Selected excerpt:

[reportlab-users] Optimizing greyscale and bilevel images

Robin Becker robin at reportlab.com
Tue Jan 3 11:24:33 EST 2012


We have begun changing the PDF requirement when certain features that require
1.4 are recognized (eg transparency) eg

canvas.py: self._doc.ensureMinPdfVersion('transparency')

If this particular format needs 1.4 then we can do the same.

However, we need to be able to recognize these images switch to using the
appropriate filter late on. Currently we are able to recognize jpegs fairly
early on so as not to convert back and forth in PIL. In the JBIG2 case we'll
need to have some means of failing gently when PIL falls over or of recognizing
the image before it gets to PIL. At present the ImageReader class tries to read
into PIL even for jpegs. Probably we'll need to do some re-writing to avoid that
if possible and check for JBIG2 early.

Rows:

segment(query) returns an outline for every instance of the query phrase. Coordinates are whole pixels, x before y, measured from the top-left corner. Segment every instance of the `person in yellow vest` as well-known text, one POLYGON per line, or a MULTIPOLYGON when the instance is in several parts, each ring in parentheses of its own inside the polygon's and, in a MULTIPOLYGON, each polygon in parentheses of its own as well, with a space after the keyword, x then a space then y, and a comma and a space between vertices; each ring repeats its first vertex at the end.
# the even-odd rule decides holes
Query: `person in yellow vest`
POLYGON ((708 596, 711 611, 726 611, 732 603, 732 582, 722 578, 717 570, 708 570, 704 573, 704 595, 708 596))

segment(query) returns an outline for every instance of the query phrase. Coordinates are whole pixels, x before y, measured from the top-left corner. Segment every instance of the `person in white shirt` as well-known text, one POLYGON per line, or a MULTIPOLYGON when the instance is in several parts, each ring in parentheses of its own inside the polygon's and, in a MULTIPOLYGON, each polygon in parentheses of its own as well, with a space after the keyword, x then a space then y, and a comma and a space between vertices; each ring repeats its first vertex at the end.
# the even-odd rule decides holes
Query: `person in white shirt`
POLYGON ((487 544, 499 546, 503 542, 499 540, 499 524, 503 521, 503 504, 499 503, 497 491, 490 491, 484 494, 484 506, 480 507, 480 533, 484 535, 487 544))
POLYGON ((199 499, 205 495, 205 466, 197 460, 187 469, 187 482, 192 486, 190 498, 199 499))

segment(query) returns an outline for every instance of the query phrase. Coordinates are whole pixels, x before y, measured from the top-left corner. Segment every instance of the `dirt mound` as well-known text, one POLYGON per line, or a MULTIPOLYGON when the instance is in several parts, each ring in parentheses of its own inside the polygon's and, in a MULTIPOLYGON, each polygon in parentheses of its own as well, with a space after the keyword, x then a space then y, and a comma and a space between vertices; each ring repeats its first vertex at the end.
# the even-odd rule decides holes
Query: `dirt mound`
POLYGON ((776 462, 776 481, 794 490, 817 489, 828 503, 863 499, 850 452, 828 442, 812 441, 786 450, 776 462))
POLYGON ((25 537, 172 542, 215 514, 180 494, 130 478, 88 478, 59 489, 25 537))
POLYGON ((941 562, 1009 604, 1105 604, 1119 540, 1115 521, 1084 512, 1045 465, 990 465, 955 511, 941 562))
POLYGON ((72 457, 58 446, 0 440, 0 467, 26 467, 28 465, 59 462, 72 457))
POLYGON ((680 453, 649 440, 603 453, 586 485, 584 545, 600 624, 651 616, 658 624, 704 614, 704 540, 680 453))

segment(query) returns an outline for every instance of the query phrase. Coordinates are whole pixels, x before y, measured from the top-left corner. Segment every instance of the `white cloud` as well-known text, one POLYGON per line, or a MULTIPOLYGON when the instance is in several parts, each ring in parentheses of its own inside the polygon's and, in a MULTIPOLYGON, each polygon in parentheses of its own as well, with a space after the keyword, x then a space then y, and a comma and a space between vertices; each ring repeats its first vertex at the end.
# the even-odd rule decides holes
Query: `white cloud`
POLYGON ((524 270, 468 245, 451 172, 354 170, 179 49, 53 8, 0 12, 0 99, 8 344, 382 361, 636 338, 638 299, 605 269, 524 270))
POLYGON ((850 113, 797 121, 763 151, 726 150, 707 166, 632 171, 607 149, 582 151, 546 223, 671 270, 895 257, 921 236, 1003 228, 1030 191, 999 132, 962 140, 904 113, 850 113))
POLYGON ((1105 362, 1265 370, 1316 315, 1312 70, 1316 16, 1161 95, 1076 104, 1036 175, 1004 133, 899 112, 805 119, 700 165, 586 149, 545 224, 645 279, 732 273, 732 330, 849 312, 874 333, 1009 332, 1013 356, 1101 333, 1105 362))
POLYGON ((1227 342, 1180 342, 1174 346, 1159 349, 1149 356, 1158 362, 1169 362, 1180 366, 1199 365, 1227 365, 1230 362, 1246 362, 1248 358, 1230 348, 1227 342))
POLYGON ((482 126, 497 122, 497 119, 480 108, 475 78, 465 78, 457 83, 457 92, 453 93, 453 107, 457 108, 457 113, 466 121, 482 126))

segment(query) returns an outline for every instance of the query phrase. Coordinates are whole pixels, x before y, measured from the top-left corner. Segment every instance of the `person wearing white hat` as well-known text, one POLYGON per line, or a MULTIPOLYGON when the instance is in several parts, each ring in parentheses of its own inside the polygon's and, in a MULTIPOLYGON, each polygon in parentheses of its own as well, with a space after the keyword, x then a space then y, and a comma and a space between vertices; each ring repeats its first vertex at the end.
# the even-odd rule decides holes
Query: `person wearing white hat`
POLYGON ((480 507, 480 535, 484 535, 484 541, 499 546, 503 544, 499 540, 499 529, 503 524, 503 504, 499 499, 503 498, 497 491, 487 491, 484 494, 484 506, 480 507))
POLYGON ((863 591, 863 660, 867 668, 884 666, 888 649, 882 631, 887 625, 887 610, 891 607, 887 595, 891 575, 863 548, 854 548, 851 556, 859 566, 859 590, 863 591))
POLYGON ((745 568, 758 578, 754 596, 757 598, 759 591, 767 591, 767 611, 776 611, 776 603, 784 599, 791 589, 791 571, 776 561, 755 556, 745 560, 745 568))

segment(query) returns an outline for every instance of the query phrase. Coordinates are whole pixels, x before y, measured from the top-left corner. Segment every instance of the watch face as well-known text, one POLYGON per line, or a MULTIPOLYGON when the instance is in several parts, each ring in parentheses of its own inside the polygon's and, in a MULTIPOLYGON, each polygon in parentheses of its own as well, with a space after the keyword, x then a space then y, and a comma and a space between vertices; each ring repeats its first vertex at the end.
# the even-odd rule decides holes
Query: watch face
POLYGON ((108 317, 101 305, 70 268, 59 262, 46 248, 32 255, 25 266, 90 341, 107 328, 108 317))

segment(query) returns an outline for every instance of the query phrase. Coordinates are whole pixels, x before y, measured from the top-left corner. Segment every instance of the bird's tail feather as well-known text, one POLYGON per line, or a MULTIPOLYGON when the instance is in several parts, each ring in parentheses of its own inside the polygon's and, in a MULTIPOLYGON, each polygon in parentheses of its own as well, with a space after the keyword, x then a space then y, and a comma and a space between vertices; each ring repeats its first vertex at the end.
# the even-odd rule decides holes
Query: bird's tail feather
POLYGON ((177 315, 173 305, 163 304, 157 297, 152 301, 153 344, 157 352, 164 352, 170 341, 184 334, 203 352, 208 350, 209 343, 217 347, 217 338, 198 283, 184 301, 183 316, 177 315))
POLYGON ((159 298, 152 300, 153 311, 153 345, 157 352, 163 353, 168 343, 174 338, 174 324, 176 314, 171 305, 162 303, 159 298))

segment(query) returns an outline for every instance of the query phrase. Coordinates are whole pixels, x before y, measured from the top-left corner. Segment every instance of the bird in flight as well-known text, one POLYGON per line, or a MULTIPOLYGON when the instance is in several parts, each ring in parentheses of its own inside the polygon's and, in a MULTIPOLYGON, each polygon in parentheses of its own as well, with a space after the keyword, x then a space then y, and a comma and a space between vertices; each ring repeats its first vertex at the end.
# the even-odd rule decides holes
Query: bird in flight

Prompt A:
Please answer these from the mailing-list post:
(i) Which PDF version is required by features such as transparency?
(ii) Which image format can already be recognized early, to avoid converting back and forth in PIL?
(iii) Which class currently tries to read into PIL even for jpegs?
Prompt B: List every distinct term in the mailing-list post that is written entirely in capital letters (digits allowed), giving each once.
None of the items has anything to do with the mailing-list post.

Final answer A:
(i) 1.4
(ii) jpegs
(iii) The ImageReader class

Final answer B: EST, PDF, PIL, JBIG2